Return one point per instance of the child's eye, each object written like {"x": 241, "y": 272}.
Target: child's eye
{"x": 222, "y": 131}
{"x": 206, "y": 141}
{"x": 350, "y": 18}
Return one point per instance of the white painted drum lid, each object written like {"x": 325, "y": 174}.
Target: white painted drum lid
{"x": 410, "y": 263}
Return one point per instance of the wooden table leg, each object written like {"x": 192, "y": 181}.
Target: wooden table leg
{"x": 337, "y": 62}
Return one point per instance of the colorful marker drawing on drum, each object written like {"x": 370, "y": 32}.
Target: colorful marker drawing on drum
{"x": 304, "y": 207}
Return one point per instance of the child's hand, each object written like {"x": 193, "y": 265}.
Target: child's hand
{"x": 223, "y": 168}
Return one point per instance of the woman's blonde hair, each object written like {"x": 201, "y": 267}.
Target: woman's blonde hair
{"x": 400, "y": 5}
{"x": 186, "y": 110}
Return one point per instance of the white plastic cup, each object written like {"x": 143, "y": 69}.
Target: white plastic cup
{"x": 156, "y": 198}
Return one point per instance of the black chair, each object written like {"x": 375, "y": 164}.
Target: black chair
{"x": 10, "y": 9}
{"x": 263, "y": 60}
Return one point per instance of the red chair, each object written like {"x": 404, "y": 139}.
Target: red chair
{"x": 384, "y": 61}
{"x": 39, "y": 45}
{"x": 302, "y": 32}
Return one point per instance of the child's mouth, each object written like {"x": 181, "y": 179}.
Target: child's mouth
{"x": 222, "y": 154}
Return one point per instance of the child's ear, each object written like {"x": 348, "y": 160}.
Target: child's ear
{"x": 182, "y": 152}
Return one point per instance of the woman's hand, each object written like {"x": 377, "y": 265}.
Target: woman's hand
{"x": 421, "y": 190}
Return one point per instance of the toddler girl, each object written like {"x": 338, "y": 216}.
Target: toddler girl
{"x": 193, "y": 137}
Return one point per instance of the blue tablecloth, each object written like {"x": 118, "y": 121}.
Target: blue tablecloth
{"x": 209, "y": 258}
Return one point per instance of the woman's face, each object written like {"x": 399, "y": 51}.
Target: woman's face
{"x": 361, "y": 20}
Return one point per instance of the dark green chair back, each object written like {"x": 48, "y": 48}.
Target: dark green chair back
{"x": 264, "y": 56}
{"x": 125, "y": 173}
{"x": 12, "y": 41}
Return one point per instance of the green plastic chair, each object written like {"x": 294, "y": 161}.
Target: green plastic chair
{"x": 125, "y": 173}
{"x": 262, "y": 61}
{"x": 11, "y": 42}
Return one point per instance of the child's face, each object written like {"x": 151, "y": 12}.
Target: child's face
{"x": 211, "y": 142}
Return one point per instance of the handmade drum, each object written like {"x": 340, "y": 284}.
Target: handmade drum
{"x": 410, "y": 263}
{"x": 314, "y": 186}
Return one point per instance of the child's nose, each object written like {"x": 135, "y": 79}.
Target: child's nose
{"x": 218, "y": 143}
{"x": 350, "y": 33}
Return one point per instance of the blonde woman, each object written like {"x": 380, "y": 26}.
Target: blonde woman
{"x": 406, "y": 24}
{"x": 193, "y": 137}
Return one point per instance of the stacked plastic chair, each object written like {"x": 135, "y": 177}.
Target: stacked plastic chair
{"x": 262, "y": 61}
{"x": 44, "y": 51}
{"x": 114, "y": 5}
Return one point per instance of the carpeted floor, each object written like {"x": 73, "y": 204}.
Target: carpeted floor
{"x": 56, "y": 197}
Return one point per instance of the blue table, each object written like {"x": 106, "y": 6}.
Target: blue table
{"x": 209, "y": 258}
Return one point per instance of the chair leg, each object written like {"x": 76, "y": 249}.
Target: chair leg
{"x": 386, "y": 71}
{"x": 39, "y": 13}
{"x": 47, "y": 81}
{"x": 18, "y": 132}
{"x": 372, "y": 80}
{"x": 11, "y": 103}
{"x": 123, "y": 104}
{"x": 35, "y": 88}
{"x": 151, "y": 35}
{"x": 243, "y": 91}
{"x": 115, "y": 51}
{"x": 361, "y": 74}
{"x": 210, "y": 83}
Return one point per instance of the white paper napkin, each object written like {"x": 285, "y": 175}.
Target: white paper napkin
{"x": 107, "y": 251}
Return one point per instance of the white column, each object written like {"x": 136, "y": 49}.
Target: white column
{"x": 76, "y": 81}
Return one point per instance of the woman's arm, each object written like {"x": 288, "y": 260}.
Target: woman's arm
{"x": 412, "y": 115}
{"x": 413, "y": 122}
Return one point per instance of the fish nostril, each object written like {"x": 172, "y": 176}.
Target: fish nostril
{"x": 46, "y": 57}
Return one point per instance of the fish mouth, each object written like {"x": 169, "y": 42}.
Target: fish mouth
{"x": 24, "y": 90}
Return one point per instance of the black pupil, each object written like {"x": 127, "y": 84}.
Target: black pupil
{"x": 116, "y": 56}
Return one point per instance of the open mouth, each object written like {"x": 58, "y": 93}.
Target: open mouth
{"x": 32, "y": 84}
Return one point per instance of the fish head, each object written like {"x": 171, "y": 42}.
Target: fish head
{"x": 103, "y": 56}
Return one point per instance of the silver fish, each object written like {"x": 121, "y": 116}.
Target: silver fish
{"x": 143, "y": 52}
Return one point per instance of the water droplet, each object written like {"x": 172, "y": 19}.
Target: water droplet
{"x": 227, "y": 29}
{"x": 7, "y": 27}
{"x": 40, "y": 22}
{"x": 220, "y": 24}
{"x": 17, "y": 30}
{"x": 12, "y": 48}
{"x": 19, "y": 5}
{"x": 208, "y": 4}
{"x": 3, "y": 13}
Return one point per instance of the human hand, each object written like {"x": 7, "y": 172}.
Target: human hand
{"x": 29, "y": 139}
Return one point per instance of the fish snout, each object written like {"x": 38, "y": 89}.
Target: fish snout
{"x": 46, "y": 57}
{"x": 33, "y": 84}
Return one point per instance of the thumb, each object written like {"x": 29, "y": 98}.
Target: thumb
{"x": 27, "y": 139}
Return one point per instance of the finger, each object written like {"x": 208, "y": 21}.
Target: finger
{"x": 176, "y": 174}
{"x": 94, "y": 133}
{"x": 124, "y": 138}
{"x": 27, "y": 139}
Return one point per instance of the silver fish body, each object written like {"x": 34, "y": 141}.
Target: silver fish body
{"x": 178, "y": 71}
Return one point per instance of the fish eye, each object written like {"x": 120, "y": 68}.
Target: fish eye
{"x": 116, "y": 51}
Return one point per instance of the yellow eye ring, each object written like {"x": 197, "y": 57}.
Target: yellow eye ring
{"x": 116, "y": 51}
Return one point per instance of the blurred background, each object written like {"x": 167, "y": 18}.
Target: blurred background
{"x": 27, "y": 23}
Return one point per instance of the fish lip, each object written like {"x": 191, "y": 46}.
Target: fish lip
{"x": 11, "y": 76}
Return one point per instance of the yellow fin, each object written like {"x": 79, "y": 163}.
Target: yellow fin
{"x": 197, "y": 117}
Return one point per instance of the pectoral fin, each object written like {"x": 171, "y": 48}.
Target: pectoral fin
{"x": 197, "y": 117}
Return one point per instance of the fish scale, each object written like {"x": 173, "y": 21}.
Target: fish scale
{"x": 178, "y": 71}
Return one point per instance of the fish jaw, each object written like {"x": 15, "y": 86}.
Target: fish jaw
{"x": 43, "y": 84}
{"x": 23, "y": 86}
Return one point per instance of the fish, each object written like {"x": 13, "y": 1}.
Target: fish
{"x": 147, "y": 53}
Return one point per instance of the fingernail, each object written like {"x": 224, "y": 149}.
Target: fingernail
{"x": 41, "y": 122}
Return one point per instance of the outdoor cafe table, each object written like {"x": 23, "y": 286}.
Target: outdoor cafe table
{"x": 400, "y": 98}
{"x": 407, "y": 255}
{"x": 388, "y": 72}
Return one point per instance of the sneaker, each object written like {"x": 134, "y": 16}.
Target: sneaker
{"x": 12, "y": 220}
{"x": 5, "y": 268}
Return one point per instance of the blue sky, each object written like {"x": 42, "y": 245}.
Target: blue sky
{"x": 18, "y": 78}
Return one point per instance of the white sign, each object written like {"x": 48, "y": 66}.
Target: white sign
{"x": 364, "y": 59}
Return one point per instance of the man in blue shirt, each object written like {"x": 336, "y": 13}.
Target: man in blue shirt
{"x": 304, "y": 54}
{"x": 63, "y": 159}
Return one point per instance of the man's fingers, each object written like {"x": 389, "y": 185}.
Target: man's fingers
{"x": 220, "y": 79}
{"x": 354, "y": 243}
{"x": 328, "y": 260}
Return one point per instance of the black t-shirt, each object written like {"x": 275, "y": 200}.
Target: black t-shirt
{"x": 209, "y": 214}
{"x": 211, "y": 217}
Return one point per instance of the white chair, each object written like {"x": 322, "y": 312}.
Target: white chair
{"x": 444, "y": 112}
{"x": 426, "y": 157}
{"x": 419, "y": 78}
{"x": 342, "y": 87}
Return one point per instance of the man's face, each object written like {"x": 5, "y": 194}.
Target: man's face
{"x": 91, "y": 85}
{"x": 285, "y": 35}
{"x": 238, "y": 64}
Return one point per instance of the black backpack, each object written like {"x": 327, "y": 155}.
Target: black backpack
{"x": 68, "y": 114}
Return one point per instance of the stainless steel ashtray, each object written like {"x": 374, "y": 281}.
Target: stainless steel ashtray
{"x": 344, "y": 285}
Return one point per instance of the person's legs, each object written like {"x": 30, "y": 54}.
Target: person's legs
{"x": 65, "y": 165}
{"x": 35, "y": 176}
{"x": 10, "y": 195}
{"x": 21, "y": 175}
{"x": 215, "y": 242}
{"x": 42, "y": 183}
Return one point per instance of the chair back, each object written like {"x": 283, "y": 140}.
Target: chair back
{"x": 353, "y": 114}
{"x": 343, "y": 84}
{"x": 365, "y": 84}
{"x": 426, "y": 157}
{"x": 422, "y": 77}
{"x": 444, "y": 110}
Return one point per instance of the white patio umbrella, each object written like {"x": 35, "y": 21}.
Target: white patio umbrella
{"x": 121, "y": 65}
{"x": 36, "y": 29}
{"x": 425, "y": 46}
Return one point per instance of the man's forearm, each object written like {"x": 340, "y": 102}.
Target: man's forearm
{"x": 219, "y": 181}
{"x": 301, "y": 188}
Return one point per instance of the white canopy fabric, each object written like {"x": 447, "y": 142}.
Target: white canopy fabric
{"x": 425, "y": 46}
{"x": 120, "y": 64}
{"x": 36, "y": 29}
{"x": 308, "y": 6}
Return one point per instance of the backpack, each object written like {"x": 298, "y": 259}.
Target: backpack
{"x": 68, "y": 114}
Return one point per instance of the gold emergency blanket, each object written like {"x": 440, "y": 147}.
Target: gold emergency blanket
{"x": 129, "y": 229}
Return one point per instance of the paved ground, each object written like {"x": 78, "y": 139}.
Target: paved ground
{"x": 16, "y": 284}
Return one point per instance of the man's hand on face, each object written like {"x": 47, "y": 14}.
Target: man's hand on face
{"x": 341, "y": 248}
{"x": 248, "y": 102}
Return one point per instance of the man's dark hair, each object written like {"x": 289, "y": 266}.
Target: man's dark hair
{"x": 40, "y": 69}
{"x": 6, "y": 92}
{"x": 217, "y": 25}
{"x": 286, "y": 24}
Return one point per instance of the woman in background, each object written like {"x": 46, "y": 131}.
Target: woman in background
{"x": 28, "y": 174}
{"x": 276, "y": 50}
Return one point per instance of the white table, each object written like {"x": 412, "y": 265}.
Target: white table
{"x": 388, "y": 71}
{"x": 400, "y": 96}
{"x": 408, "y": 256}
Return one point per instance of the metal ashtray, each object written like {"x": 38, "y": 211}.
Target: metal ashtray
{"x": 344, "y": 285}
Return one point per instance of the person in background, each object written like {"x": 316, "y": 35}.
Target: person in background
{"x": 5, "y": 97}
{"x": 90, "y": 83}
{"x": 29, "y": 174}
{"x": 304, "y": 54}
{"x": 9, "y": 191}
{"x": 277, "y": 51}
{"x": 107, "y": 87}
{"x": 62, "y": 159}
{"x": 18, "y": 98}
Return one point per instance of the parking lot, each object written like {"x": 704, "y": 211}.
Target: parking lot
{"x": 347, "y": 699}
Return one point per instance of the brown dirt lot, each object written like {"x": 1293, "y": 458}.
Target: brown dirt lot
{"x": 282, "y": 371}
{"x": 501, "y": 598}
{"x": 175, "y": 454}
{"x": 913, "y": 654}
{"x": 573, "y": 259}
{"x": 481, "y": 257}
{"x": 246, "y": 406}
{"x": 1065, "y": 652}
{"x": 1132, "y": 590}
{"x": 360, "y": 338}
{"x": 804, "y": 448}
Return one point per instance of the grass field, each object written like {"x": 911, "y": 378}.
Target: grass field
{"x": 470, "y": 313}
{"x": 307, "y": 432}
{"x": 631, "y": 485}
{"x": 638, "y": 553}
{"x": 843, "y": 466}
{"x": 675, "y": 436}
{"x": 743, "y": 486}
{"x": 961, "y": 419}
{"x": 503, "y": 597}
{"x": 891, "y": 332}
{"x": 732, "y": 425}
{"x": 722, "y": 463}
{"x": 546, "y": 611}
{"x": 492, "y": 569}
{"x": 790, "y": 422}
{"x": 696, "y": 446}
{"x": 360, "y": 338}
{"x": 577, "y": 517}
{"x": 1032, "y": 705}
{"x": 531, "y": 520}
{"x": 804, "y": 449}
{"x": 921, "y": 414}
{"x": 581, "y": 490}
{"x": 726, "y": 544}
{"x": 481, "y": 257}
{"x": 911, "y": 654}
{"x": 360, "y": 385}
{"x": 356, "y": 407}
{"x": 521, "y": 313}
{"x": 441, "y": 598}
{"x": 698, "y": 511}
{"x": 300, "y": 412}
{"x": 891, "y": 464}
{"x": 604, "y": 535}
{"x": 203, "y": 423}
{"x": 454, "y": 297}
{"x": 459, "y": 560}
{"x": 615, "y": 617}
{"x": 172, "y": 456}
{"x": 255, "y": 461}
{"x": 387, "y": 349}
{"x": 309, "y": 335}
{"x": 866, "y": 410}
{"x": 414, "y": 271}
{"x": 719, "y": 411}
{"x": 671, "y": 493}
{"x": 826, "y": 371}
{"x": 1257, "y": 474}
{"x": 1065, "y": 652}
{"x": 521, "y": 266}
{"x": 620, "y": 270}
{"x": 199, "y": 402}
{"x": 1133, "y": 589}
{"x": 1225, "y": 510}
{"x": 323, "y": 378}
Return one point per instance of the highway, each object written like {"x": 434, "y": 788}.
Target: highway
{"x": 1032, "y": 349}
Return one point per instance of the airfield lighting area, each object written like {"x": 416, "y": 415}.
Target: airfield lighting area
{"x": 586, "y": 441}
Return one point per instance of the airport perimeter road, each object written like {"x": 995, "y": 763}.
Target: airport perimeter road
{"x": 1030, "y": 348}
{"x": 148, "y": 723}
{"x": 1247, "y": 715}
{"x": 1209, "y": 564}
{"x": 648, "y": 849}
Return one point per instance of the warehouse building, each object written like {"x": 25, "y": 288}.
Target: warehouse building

*WHAT YOU NEED TO DO*
Take the line that contains "Return one point per instance of the airfield" and every line after it through the end of the listing above, and repeat them exactly.

*SOLUTION FOR THIS TASK*
Return one point per instance of the airfield lighting area, each object written like {"x": 416, "y": 415}.
Target: airfield lighting area
{"x": 586, "y": 441}
Return one point per instance of the airport perimeter road, each object written like {"x": 995, "y": 763}.
Target: airport perimeter road
{"x": 1030, "y": 348}
{"x": 148, "y": 723}
{"x": 1247, "y": 715}
{"x": 1209, "y": 564}
{"x": 648, "y": 849}
Return one point per instance of the warehouse building, each object written like {"x": 25, "y": 288}.
Target: warehouse building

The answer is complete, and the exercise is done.